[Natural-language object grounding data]
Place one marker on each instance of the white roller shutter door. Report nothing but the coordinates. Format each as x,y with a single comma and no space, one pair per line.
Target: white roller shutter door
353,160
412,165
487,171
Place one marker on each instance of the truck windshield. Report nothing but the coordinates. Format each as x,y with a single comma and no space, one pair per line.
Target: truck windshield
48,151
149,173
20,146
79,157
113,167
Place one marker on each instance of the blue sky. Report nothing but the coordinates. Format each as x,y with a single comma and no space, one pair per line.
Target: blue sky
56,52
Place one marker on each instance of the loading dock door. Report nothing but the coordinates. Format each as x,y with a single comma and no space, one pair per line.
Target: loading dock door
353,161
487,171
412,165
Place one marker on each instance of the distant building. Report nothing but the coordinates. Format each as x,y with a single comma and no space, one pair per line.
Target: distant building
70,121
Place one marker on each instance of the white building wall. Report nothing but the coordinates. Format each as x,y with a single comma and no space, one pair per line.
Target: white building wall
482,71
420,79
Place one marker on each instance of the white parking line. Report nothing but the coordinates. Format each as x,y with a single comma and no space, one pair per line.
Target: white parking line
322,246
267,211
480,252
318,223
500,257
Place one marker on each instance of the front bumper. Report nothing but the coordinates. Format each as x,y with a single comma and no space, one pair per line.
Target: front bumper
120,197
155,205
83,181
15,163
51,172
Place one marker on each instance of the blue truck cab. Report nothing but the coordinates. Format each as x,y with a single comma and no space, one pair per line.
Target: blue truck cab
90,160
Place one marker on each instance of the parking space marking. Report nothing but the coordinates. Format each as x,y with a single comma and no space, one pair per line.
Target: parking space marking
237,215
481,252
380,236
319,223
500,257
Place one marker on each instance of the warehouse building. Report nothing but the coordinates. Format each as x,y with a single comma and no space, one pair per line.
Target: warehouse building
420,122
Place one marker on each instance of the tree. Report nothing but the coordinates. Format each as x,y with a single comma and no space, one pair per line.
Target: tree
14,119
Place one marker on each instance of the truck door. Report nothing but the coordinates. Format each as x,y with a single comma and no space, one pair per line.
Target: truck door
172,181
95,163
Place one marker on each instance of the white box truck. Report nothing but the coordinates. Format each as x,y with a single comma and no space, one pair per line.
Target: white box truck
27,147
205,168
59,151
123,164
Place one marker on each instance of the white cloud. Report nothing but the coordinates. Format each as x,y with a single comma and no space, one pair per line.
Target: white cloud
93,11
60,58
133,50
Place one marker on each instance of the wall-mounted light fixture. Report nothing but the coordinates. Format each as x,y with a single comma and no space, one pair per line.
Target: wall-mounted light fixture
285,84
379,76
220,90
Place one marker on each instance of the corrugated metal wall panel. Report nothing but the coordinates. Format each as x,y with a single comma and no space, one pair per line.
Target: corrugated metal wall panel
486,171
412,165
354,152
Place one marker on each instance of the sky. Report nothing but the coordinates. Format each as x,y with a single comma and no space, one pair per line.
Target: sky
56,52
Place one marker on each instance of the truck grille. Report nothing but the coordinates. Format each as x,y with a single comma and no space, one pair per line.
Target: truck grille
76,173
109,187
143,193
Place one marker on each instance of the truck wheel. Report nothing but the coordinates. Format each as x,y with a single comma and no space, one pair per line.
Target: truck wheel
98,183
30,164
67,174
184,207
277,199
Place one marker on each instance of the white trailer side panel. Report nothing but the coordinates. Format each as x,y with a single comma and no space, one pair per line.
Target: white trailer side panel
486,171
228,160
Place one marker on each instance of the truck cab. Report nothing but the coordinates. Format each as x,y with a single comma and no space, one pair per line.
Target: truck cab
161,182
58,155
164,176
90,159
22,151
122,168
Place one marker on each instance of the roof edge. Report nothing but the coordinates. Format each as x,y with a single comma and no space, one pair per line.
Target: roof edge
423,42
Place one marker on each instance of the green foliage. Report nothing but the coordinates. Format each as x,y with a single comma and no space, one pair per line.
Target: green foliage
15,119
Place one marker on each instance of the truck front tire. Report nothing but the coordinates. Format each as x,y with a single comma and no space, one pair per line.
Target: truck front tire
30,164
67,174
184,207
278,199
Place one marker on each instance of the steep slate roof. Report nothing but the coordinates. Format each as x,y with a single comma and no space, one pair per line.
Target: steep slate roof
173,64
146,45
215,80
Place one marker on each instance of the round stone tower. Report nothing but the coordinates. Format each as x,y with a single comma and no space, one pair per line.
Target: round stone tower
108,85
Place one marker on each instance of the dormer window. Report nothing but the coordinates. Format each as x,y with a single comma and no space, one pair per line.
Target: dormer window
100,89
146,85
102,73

# What is required:
The data should be written out again in full, exactly as it stands.

# Exercise result:
Place one marker on each instance of the white roller shutter door. Report nothing but the coordinates. Format each as x,y with a single comma and no space, one pair per line.
Target: white roller shutter door
353,160
412,165
487,171
Place one marker on each instance of the truck windshield. Report nothing but the coordinates. Format each as x,y with a single comma and no space, one pair per line.
Target: truck windshield
48,151
149,173
20,146
79,157
113,167
Place one marker on each instance of the blue sky. Report nothing but the coordinates. Format each as x,y with a single comma and no space, one pair per line.
Target: blue sky
56,52
Place one marker on each instance of the loading dock door. Report nothing but the coordinates. Format each as x,y with a single comma and no space, one pair per line.
Target: loading dock door
353,161
487,171
412,165
Place one marker on each instance of the distant building. Report nothing but the coordinates. Format each as x,y with a single comma and no space, one pair per line.
Target: distant building
70,121
Place one marker on each instance of the white building wall. Report nothing but the coordinates. Format each as x,y with a single comma and no space, one pair per line.
Target: white building wall
482,71
420,79
Place one marker on each instance of the white parking line. Report nothing but the coordinates. Format each as x,y with a single comma and no space, one pair per line.
Target: white parking line
322,246
267,211
480,252
318,223
500,257
Place one marker on each instance of the front bumper. Report nothing but the coordinates. Format each as x,y with a single comma and no space, one pair per line.
Target: front bumper
120,197
155,205
83,181
15,163
51,172
Place one marker on each instance of the blue truck cab. Report nothing but the coordinates. Format each as x,y with a single comma and no space, one pair per line.
Target: blue truck cab
90,160
Place one marker on each instance of the parking space marking. Report nothing but the coordinates. Format each as x,y with a single comma and no space, one pair per line.
Target: parking space marking
237,215
481,252
380,236
319,223
500,257
Place one marker on each instance of the warehouse building. Report nothing but the coordinates. Format each as x,y with a single comma and no space, one pair per line.
Target: warehouse building
420,122
Place one marker on each instance of the tree. Report nothing but the coordinates. Format each as x,y with a single comma and no space, one pair per line.
Target: tree
14,119
Place one marker on each instance of the truck door. Report nothing but the coordinates. Format each as x,y with a single comma and no space, one pair per line.
Target: truck door
172,181
95,163
Place one marker on each instance of the white box truck. Report nothing but the coordinates. Format each as x,y with a single comma and no space, one pair per line.
Target: white box truck
27,147
205,168
59,151
123,164
Place one marker on each instance of the white cloud. Report nothing but the coordinates. Format each as x,y with a single comma and no space, one pair per line.
Target: white cloud
93,11
60,58
133,50
Place one marker on each instance of the wall-mounted light fixture. Report nothing but the coordinates. Format each as x,y with a single comma and no space, one pair per line.
Target: wall-mounted light fixture
285,84
379,76
220,90
Place one marker on each instance of the corrugated metal wall panel. Report nothing but the coordinates. Format each as x,y with a single comma and no space, one pair per line.
Target: corrugated metal wall panel
486,171
412,165
354,152
Place one marker on each instance of the sky. Report nothing but the coordinates. Format each as x,y with a single comma and no space, one pair per line.
Target: sky
56,52
Place one marker on each instance of the truck grille. Report nothing but the coordinates. Format each as x,y with a single comma and no space, one pair per line.
Target: truck grille
76,173
109,187
143,193
Place one marker on each instance of the truck wheel. Report nothing but the coordinates. Format each as x,y with a single comma and no space, one pair per line.
Target: truck wheel
98,183
30,164
67,174
184,207
277,199
Place one marker on each instance of the white trailer side panel. Report nothing but the coordinates. Format each as x,y with a single comma and no space, one pair per line.
Target: white trailer side panel
486,171
228,160
Place one marker on each instance of the truck cab. Report nothing but the coordinates. Format each as x,y with a single comma and no space, one pair per line.
Target: truck cab
161,182
58,155
164,176
90,159
22,151
122,168
Place one marker on each instance of the roof edge. Report nothing but the coordinates. Format each as x,y with a single comma and no space, one pair per line.
Target: roof edge
423,42
Place one marker on each instance of the green foliage. Report nothing but the coordinates. Format each as x,y with a single comma and no space, one pair per line.
Target: green foliage
15,119
Place one marker on each instance of the truck front tire. Report nothing but the coordinates. Format each as x,y with a single comma and no space, one pair per line.
Target: truck front tire
30,164
67,174
184,207
278,199
Place one marker on each instance of the steep slate roof. Report nothing but the coordinates. Format each as x,y with a single comma and no space, one pair per line.
Target: steep slate roof
173,64
146,45
215,80
Place one marker on each instance of the round stone tower. Report nothing but the coordinates. Format each as x,y with a single comma and no space, one pair per line.
Target: round stone tower
108,85
Place one marker on each instance of the dormer window. Report nothing but the coordinates. Format each as x,y with a single comma and no space, one pair per line.
Target: dormer window
100,89
146,85
102,73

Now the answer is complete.